Editorial: Redirect the pressure

US, Israel need to resolve differences, press Arab world toward viable compromises

Clinton AIPAC 311 (photo credit: Associated Press)
Clinton AIPAC 311
(photo credit: Associated Press)
Speaking before the AIPAC conference on Monday in Washington, US Secretary of State Hillary Clinton made it crystal clear that the US intends to keep pressing Israel to do more to advance what it believes are Israeli, American and Palestinian interests.
She stressed her country’s “rock-solid” commitment to Israel’s security, she even singled out for censure Palestinian incitement, but she also focused heavily on Israeli building beyond the pre-1967 lines, reiterating not only “that the United States does not accept the legitimacy of continued Israeli settlements,” but that “new construction in east Jerusalem… undermines mutual trust and endangers the proximity talks that are the first step toward the full negotiations that both sides want and need.”
Strikingly, she restated that opposition to Jewish building in east Jerusalem immediately after AIPAC’s executive director, Howard Kohr, had declared from the same podium that “Jerusalem is not a settlement. Jerusalem is the capital of Israel.”
Back home, meanwhile, there has been a worrying deterioration in the security situation. Unrest that began last week in Jerusalem was followed, in turn, by renewed Kassam missile attacks in the south and violence that left four Palestinians dead on the West Bank. Palestinian Authority President Mahmoud Abbas added to the tension Monday by declaring that the Palestinian people had a right to resistance against occupation.

**********

■ Instruction 1
Copy the editorial from "Strikingly, she restated" up to and including "resistance against occupation.".
■ Instruction 2
Answer these questions on the editorial:
(a) On what day did Clinton speak at the AIPAC conference?
(b) Who is AIPAC's executive director?
(c) How many Palestinians died in the violence on the West Bank?
Work only from the editorial above.

■ Source data

**********

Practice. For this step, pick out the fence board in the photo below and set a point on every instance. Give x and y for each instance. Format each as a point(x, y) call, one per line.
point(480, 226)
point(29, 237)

**********

■ Worked solution 1
Strikingly, she restated that opposition to Jewish building in east Jerusalem immediately after AIPAC’s executive director, Howard Kohr, had declared from the same podium that “Jerusalem is not a settlement. Jerusalem is the capital of Israel.”
Back home, meanwhile, there has been a worrying deterioration in the security situation. Unrest that began last week in Jerusalem was followed, in turn, by renewed Kassam missile attacks in the south and violence that left four Palestinians dead on the West Bank. Palestinian Authority President Mahmoud Abbas added to the tension Monday by declaring that the Palestinian people had a right to resistance against occupation.

■ Worked solution 2
(a) Monday
(b) Howard Kohr
(c) Four